**Work to be completed:** Pull out every line of the items below that contains the string "ceiling" and copy each one unchanged.

**Raw data:**
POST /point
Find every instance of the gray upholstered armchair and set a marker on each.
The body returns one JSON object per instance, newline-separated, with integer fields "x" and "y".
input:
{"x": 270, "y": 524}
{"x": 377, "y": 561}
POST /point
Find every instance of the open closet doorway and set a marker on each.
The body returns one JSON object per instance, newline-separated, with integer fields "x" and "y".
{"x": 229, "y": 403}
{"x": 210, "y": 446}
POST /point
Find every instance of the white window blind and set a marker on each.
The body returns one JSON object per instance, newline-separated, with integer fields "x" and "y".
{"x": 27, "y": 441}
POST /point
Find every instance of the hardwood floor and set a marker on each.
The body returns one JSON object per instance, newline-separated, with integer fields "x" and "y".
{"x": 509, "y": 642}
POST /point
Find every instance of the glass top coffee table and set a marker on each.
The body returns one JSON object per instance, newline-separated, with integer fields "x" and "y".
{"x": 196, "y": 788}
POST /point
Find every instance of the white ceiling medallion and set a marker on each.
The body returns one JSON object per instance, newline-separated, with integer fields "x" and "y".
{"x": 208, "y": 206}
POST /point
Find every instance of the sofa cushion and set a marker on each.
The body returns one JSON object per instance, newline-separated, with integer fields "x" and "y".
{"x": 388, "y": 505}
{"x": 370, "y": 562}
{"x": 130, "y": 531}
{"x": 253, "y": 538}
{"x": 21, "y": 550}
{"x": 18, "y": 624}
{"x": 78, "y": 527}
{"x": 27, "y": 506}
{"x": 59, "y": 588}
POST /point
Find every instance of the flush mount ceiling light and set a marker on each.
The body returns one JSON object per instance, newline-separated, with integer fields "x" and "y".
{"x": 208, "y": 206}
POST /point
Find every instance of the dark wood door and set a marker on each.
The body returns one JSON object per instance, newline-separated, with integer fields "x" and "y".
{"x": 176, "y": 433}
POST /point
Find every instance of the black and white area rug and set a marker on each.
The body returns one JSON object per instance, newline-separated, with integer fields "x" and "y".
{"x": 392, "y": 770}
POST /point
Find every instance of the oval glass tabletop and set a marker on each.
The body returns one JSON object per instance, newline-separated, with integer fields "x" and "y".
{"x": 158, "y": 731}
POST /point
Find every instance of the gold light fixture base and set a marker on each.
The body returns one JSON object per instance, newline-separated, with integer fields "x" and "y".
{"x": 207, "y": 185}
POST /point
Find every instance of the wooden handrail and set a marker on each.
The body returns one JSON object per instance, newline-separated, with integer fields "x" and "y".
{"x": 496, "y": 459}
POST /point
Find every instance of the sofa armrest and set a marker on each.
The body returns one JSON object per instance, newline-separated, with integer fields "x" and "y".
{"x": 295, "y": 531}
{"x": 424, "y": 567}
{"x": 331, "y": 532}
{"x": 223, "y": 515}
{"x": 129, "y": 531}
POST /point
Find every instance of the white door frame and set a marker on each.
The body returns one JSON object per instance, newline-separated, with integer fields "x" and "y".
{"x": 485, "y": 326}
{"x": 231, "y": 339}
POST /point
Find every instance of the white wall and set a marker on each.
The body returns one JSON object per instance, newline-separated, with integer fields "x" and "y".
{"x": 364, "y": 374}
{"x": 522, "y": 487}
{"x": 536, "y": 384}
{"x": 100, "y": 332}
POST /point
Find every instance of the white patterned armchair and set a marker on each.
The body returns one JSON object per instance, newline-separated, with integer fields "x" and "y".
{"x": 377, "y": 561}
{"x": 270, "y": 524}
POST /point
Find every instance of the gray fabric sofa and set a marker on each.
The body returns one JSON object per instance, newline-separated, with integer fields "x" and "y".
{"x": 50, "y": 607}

**Full solution:**
Find every instance of the white ceiling medallion and set a marker on each.
Find every instance of the flush mount ceiling light and set a marker on each.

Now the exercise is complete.